• **TASK TO COMPLETE**: Rewrite everything from the start of the records down to the line containing "left=773, top=212, right=1200, bottom=568", swapping "calm water" for "still water" and leaving the rest unchanged.

(Collected data)
================

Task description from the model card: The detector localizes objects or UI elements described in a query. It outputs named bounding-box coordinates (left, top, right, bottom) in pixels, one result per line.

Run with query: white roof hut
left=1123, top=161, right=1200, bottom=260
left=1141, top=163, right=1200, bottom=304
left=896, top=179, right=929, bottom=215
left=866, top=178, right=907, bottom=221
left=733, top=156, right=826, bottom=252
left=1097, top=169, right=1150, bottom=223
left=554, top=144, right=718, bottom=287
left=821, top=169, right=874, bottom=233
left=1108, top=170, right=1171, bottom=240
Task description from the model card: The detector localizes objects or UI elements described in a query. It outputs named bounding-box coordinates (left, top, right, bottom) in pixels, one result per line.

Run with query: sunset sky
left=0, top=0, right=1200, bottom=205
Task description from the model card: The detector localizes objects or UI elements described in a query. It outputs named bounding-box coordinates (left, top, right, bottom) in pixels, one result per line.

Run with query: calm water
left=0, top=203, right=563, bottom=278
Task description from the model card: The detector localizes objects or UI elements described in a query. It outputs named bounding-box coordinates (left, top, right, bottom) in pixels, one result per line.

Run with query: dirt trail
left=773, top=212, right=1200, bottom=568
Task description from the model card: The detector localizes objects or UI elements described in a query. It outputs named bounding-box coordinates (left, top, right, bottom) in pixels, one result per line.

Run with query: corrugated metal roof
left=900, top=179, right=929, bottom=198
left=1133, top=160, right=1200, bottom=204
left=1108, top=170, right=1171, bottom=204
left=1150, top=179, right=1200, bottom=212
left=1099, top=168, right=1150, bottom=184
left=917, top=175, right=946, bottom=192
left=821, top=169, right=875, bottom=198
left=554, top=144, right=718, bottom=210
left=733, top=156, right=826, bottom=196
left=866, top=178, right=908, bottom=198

================

• **SOLUTION TO THIS PROBLEM**:
Task description from the model card: The detector localizes objects or UI elements described in a query. It outputs named bounding-box coordinates (left, top, right, bottom) in pixels, one result per line.

Run with query: white roof hut
left=1123, top=161, right=1200, bottom=260
left=1141, top=163, right=1200, bottom=304
left=896, top=179, right=929, bottom=215
left=866, top=178, right=907, bottom=221
left=733, top=156, right=826, bottom=252
left=1097, top=169, right=1150, bottom=223
left=554, top=144, right=718, bottom=287
left=821, top=169, right=874, bottom=233
left=1108, top=170, right=1171, bottom=240
Task description from the model card: The detector localizes objects or UI elements described in a query. It outputs named bounding-box coordinates (left, top, right, bottom) in pixels, one result per line.

Run with query: sunset sky
left=0, top=0, right=1200, bottom=205
Task description from the model card: The detector localizes objects or UI elements described in a query. It outputs named bounding-box coordinates (left, top, right, bottom) in pixels, one result per line.

Run with query: still water
left=0, top=203, right=563, bottom=278
Task description from the model card: The detector localizes objects or UI elements described in a query. It outputs named bounding-box coordinates (left, top, right, bottom) in pixels, one result per line.

Run with query: dirt trail
left=773, top=212, right=1200, bottom=568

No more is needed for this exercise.